Obiettivo dell'esercizio: Continua il brano sui filosofi e la Verità, riprendendo subito dopo la sua ultima frase.

Estratto:
---

I filosofi hanno scritto innumerevoli volumi e parlato senza fine della Verità, ma senza essere esaurienti. Per cui vedono solo una parte dell'Assoluto e non l'Infinito nella sua globalità. E' infatti vero che i filosofi vedono è giusto; ma non è che una parte dell'insieme. Unanimemente sappiamo che la parte corrisponde al tutto.

A tale proposito ricordo la famosa storia, raccontata da Rumi, di un gruppo di Indù che non avevano mai visto un elefante. Un giorno, giunsero in un luogo in cui ce n'era uno. Nell'oscurità completa si avvicinarono all'animale e ognuno, dopo averlo toccato, descrisse ciò che pensava di aver percepito. Naturalmente le descrizioni erano diverse. Coloro che avevano toccato la zampa dell'animale, pensavano fosse una colonna. Altri, che avevano toccato l'orecchio, dissero che era un ventaglio, altri ancora lo definirono dalla proboscide e così via.

---

Materiale fornito:
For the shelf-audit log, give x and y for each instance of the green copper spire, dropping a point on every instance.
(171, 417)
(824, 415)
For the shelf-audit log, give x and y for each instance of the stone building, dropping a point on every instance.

---

Risposta qui sotto:
Ciascuna delle descrizioni corrispondeva esattamente alle diverse parti che ognuno aveva toccato, ma la realtà dell'insieme era ben lontana dai singoli concetti. Se avessero avuto una candela, le divergenza di opinioni non sarebbero emerse. La luce avrebbe rivelato nel suo insieme l'elefante. E' soltanto con la luce della Via spirituale e della Via mistica, che la Verità può realmente essere conosciuta. L'individuo deve divenire testimonianza della Perfezione dell'Assoluto, perché possa vedere con la vista interiore di chi percepisce la Realtà nella sua interezza.

Questa testimonianza si manifesta quando si diventa perfetti, cioè quando si perde la propria esistenza parziale nel Globale. Se il tutto può essere paragonato all'Oceano, e la parte a una goccia, il sufi dice che è impossibile vedere l'Oceano con l'occhio della goccia. Tuttavia, quando la goccia si confonde con l'Oceano, può vedere l'Oceano con l'occhio dell'Oceano.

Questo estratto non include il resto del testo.